SELECTION:
Begin

Champavati (Champawati) is an Assamese folk tale. It was first collected in the compilation of Assamese folklore titled Burhi Aair Sadhu, by poet Lakshminath Bezbaroa.

Summary
A man has two wives, one older (the man's favourite - Laagee) and one young (Aelaagee), and one daughter by each wife. The younger wife's daughter is named Champavati. One day, she goes to the rice fields and sings a song to shoo away the birds, but a voice answers her his desire to marry her. After she tells her mother about the event, Champavati's father agrees to marry her to whoever appears to them; so a snake comes to take the girl as his bride.

The snake and Champavati spend the night together, and the next morning she appears to her family decorated with jewels and golden ornaments. Her father and her step-mother, jealous of the girl's good luck, arrange a marriage between his other daughter and a snake he captures in the jungle. When the snake is placed with the girl, she complains to her mother - who is listening behind the door - that parts of her body are tickling, which the mother takes to mean that her snake husband is decorating her with bridal garments and jewels.

End

(Pointing and labeling entries)
Begin

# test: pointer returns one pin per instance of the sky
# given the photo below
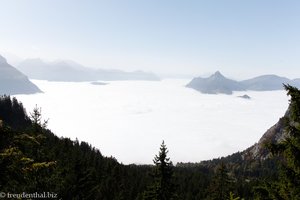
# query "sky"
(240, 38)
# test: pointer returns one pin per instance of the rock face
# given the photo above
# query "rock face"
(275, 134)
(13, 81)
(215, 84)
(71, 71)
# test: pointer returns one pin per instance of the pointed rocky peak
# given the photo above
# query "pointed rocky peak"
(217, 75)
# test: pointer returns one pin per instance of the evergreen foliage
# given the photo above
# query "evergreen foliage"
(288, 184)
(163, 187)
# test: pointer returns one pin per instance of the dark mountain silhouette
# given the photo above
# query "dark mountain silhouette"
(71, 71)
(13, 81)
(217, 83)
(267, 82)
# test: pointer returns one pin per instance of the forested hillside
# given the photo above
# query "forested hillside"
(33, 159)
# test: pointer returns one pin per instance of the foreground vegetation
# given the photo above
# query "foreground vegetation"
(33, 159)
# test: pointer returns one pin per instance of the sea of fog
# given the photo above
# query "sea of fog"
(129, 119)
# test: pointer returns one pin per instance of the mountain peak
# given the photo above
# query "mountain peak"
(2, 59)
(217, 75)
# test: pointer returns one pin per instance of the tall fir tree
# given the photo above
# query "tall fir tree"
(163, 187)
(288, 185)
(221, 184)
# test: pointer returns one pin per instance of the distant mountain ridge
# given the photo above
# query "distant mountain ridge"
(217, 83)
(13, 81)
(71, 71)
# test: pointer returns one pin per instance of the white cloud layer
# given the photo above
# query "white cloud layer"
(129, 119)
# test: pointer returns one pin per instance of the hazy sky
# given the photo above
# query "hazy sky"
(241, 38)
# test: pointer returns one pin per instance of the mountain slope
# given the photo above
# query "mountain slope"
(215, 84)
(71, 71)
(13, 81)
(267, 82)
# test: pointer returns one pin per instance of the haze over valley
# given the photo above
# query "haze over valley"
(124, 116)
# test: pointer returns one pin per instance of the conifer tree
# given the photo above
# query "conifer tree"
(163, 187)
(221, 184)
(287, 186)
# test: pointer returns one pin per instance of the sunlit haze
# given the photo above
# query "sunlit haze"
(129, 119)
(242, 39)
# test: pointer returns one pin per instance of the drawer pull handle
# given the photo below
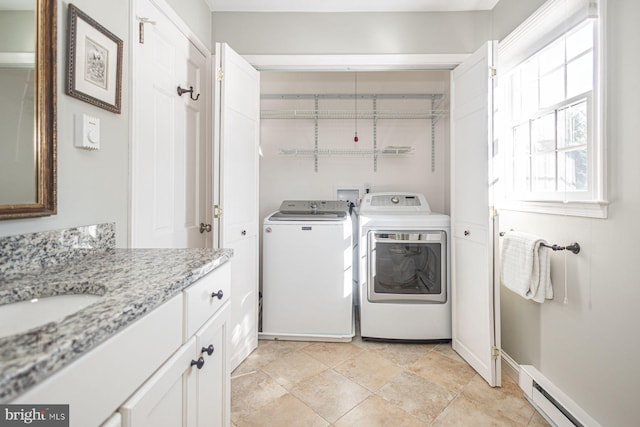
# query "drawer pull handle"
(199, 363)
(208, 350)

End

WRITTEN TASK 1:
In the listing, from the line with "# test: pointer returns one pin per instance of the sea" up to and including the last line, write every line out again with the requests kept, shifting each coordinate in the answers by adding 60 to every number. Leave the pictures out of your answer.
WRITTEN TASK 2:
Proceed with the Champavati folk tale summary, picking up right after its last sentence.
The folk tale summary and the listing have no connection to each other.

ANSWER 1:
# test: pointer returns one pin per instance of the sea of fog
# given the photo above
# query "sea of fog"
(189, 179)
# test: pointer returns one pin per instance of the mountain peak
# given the photo above
# query "mountain peak"
(62, 119)
(277, 135)
# test: pointer returns one pin per instance of the tall fir tree
# given the photo above
# query "tall fir tree"
(223, 247)
(348, 245)
(281, 244)
# test: pointer returns one pin per instance of the distant mountain ridge
# given the photo above
# query "distant mountain ridge"
(277, 143)
(73, 141)
(131, 131)
# test: pointer returns one pin per instance of the white cloud layer
# given the photo above
# query "white cloud layer"
(189, 179)
# test: pointer returns one pin per instance of the hazy sky
# given the photo above
# query "hazy sky"
(301, 98)
# test: pointer returns one pin per instance of the mountain slope
# given the photo above
# query "mountain slope"
(275, 144)
(131, 131)
(73, 141)
(327, 142)
# test: pointer returns one pin per instance of the haze over valley
# given the photo above
# query "haze over valley"
(184, 176)
# test: pointer returns one pin per instance of the conifer tree
# given the photo above
# query "conifer tree"
(223, 247)
(281, 244)
(347, 246)
# test: pointer returns one pin per instance of the sunlit haze
# given the photo above
# query "sunlit haze"
(189, 179)
(302, 99)
# test: pointer returns one pin per instance of the drawer pull handle
# given the photo below
# query "drawer pull handle"
(259, 423)
(268, 410)

ANSWER 2:
The next morning, they discover that the girl is dead. Their grief and rage are so great that they conspire to kill the Aelaagee (the younger wife) and Champavati, but the python devours both before they can do any harm to both women. The python then grabs his wife Champavati and her mother and takes them to a palace in the forest. They begin to live together. After her mother dies, Champavati is visited by a beggar woman who tells the girl her husband is a god underneath the snakeskin and urges her to burn the snakeskin, while he is away. Champavati heeds the beggar woman's words and does as she said, turning her husband into human definitively.

The same beggar woman returns another day and suggests Champavati to eat from her husband's plate. She decides to follow the suggestion and eats from his plate; she sees some villages inside his mouth and asks her husband to show her the world. He goes to the river and asks her if she wants him to show her the world in his mouth. She agrees. He goes to the middle of the river and opens up his mouth to show her the world. He tells her he will go away for six years, and gives her a ring to protect from any other demon that may want to devour her. He explains that his mother is a cannibal, and that he disobeyed his mother's wishes to see his married to a bride of her choice.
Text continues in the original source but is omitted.